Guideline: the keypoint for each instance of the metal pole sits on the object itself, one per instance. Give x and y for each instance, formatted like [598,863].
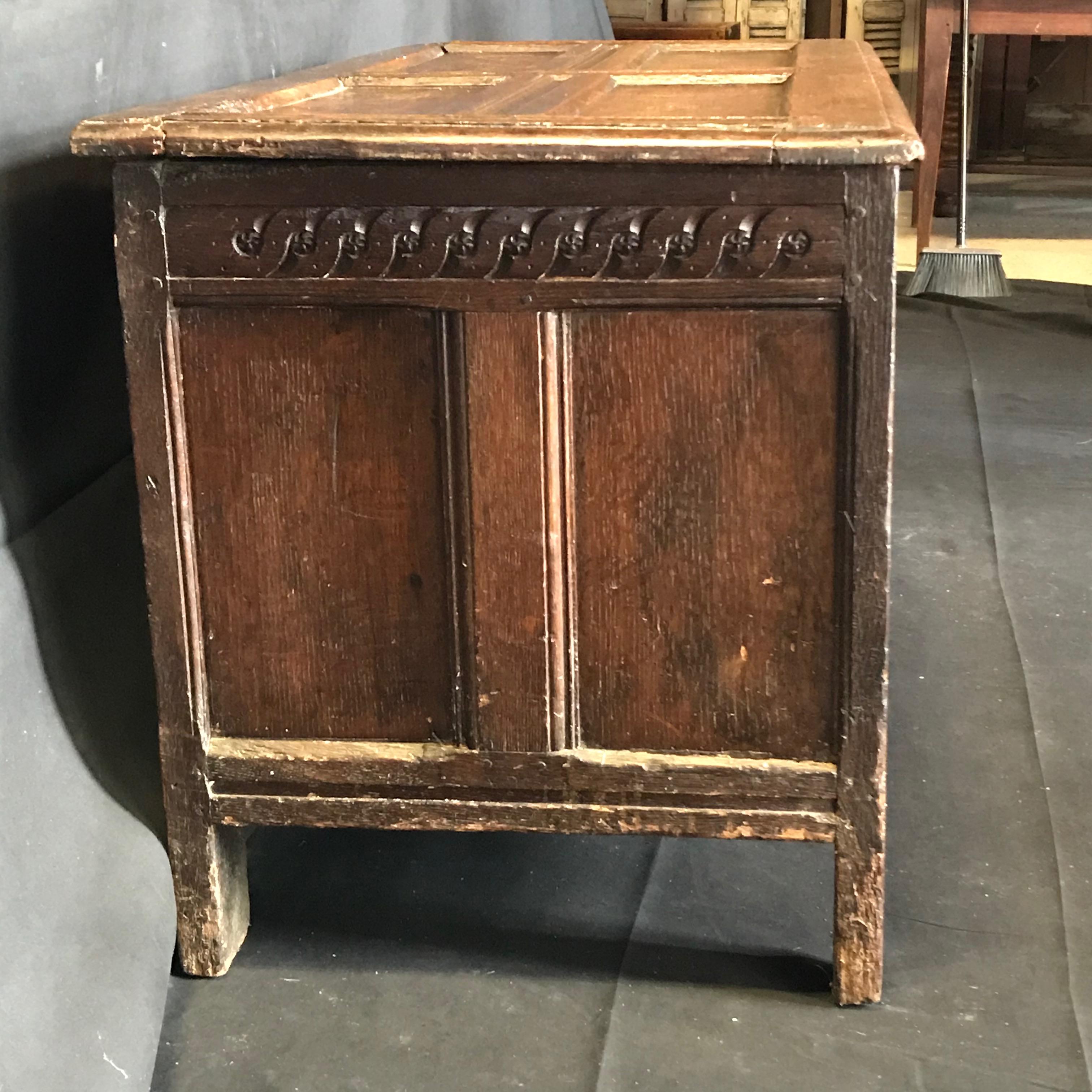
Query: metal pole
[965,125]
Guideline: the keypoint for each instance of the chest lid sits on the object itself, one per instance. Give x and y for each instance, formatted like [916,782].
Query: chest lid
[814,102]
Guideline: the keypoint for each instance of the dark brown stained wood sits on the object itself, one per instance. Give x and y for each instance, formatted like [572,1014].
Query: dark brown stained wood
[827,102]
[511,707]
[542,495]
[382,184]
[315,443]
[705,491]
[507,243]
[512,295]
[209,862]
[862,788]
[244,810]
[315,763]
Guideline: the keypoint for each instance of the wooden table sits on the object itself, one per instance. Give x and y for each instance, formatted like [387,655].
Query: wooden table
[512,433]
[988,17]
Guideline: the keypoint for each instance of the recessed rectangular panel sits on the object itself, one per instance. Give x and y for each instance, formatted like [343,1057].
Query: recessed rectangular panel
[314,439]
[703,486]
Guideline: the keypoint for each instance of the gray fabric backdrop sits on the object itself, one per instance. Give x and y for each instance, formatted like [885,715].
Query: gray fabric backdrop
[87,915]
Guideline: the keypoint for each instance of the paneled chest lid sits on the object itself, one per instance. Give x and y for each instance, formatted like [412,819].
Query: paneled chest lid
[817,102]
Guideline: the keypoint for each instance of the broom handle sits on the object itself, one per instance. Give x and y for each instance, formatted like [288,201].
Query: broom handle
[965,124]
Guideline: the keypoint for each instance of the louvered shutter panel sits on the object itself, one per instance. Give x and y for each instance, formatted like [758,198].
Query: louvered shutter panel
[884,25]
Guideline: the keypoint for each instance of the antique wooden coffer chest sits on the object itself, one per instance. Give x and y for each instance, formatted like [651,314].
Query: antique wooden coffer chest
[512,427]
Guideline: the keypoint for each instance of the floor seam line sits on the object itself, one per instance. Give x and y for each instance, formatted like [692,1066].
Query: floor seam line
[1024,674]
[622,966]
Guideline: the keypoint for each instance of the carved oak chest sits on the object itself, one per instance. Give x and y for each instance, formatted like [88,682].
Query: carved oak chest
[512,432]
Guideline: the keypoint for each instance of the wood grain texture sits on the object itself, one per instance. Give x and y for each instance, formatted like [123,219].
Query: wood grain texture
[318,763]
[244,810]
[862,786]
[511,689]
[705,509]
[809,102]
[510,295]
[380,184]
[208,861]
[315,442]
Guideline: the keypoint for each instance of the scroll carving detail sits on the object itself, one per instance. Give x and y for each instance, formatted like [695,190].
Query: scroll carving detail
[625,244]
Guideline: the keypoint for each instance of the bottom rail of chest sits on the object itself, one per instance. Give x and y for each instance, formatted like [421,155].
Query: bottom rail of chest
[443,786]
[438,786]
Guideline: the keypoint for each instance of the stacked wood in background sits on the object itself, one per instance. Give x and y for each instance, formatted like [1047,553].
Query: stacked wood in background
[757,19]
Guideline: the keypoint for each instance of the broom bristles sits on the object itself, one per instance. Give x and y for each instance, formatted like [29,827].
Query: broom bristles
[961,272]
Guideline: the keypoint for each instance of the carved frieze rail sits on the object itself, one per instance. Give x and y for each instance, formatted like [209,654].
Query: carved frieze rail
[510,244]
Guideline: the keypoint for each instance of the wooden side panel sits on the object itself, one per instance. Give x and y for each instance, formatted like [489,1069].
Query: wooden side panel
[315,442]
[510,701]
[705,499]
[862,786]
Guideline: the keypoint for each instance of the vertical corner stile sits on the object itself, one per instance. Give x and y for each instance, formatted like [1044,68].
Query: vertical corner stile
[552,350]
[457,486]
[185,532]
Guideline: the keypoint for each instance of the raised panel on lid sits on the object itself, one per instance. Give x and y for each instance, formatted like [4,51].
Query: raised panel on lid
[696,101]
[407,96]
[705,499]
[315,456]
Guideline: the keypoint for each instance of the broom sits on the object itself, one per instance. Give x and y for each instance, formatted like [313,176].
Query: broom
[963,271]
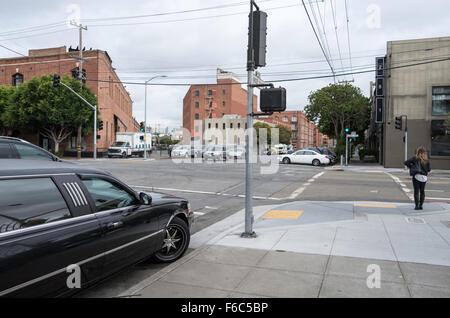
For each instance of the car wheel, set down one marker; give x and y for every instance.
(176, 242)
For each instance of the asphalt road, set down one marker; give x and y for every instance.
(217, 190)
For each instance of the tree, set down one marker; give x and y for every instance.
(36, 106)
(5, 99)
(335, 106)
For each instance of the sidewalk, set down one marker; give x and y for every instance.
(315, 249)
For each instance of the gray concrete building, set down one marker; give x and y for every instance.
(416, 85)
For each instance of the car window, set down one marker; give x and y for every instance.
(107, 195)
(31, 153)
(5, 151)
(30, 202)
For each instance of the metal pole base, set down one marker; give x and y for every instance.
(249, 235)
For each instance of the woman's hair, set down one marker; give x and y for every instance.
(422, 155)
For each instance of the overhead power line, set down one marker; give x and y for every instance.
(11, 50)
(318, 40)
(274, 81)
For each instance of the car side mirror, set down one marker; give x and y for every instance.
(145, 198)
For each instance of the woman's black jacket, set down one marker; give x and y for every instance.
(415, 166)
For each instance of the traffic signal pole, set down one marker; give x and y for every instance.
(249, 138)
(94, 108)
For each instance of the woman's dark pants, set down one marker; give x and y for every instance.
(419, 192)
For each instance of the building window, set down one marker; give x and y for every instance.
(441, 100)
(17, 79)
(75, 73)
(440, 138)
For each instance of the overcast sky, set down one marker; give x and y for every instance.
(188, 47)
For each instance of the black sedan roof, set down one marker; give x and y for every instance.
(15, 167)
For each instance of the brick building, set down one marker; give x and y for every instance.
(227, 97)
(114, 102)
(304, 133)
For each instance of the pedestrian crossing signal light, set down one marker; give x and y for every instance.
(399, 123)
(56, 80)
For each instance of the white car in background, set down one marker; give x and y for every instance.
(236, 152)
(308, 157)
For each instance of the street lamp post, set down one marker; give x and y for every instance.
(145, 125)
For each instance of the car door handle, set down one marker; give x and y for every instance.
(114, 225)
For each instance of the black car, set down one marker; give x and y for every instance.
(15, 148)
(56, 218)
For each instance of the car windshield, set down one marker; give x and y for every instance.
(119, 144)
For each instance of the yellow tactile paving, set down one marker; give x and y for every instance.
(283, 214)
(376, 206)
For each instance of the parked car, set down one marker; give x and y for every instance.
(305, 157)
(325, 151)
(57, 216)
(15, 148)
(236, 152)
(216, 152)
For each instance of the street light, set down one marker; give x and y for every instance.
(145, 126)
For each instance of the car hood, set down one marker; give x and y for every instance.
(163, 198)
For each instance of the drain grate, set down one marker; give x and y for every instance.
(415, 220)
(446, 223)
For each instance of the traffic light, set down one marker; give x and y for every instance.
(273, 100)
(56, 80)
(399, 123)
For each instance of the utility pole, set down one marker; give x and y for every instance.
(81, 78)
(249, 142)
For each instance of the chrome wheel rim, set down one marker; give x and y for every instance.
(174, 242)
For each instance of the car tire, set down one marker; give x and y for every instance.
(177, 230)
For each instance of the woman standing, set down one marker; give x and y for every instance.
(419, 167)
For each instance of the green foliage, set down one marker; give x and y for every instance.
(6, 93)
(36, 106)
(335, 105)
(285, 134)
(260, 125)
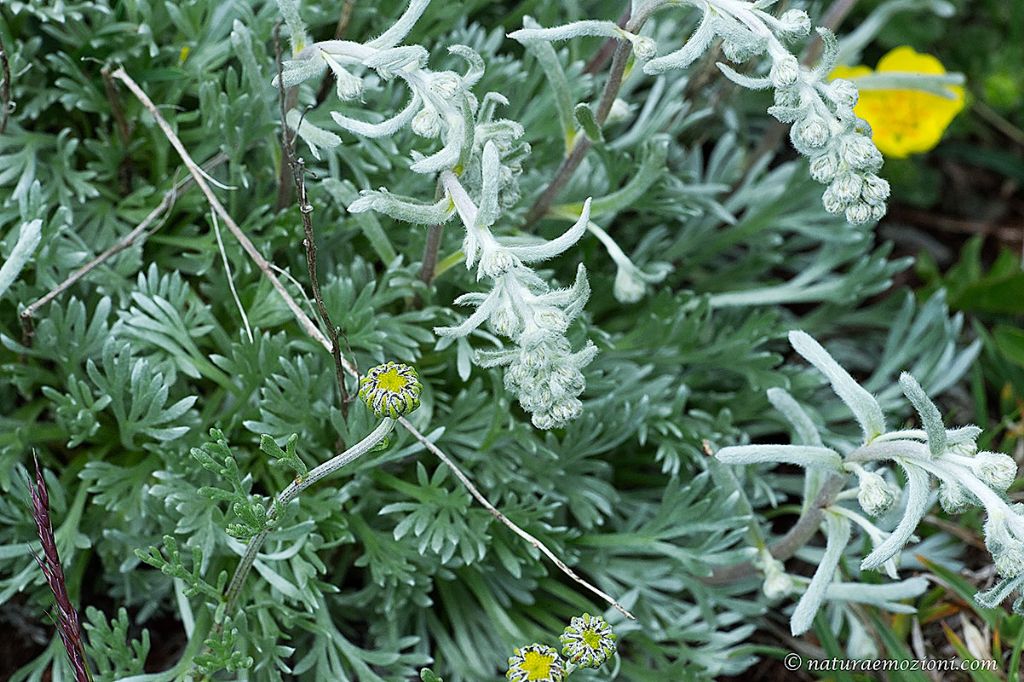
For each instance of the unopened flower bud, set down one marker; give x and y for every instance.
(426, 123)
(843, 92)
(847, 187)
(858, 213)
(876, 189)
(861, 154)
(995, 469)
(644, 48)
(784, 71)
(824, 167)
(953, 498)
(796, 22)
(832, 203)
(620, 112)
(876, 496)
(628, 288)
(811, 132)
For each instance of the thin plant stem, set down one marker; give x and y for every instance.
(5, 82)
(583, 143)
(339, 33)
(307, 326)
(141, 228)
(298, 169)
(68, 623)
(293, 491)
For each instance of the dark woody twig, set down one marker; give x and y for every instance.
(4, 87)
(69, 626)
(29, 311)
(298, 170)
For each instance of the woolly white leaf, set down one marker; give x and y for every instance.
(802, 456)
(837, 538)
(28, 239)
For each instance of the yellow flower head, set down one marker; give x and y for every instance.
(536, 663)
(391, 389)
(904, 122)
(588, 641)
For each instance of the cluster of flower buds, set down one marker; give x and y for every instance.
(930, 454)
(543, 372)
(587, 642)
(824, 127)
(480, 155)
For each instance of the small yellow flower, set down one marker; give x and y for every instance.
(904, 122)
(536, 663)
(391, 389)
(588, 641)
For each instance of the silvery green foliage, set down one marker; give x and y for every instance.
(930, 456)
(481, 155)
(824, 128)
(543, 371)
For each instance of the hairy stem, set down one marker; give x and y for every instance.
(307, 326)
(326, 469)
(801, 533)
(141, 228)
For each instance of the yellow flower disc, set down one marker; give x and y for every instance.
(904, 122)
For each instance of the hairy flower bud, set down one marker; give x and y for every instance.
(995, 469)
(876, 190)
(1007, 550)
(953, 498)
(644, 48)
(876, 496)
(859, 153)
(628, 288)
(858, 213)
(832, 202)
(843, 92)
(811, 132)
(847, 187)
(823, 167)
(426, 123)
(620, 112)
(784, 71)
(796, 22)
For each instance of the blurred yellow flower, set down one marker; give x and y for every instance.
(904, 122)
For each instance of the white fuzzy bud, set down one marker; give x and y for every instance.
(876, 190)
(426, 123)
(505, 322)
(858, 213)
(628, 287)
(784, 71)
(824, 167)
(495, 262)
(1007, 551)
(796, 22)
(995, 469)
(860, 153)
(739, 53)
(876, 496)
(847, 187)
(644, 48)
(446, 84)
(832, 203)
(953, 498)
(843, 92)
(777, 583)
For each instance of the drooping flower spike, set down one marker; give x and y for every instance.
(390, 390)
(588, 641)
(536, 663)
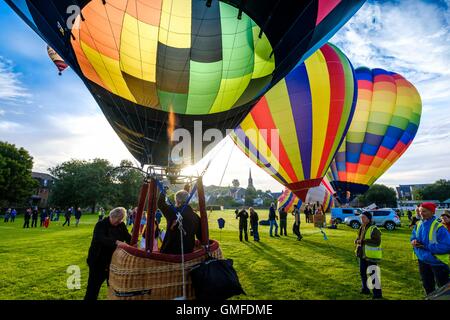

····················

Reproduce the entries from the line containing "For each instance of the white fuzzy" through the end of the entries, substituting "point" for every occurrence of "marker" and leaving all else unchanged. Omit the pictures from your answer.

For each instance of the white fuzzy bud, set down one point; give x and y for every instance.
(876, 190)
(426, 123)
(505, 322)
(858, 213)
(628, 287)
(784, 71)
(824, 167)
(495, 262)
(1007, 551)
(796, 22)
(995, 469)
(860, 153)
(739, 53)
(876, 496)
(847, 187)
(644, 48)
(446, 84)
(832, 203)
(953, 498)
(843, 92)
(777, 583)
For each instance of the drooping flower spike, set down one point; give x and y for every instance.
(390, 390)
(588, 641)
(536, 663)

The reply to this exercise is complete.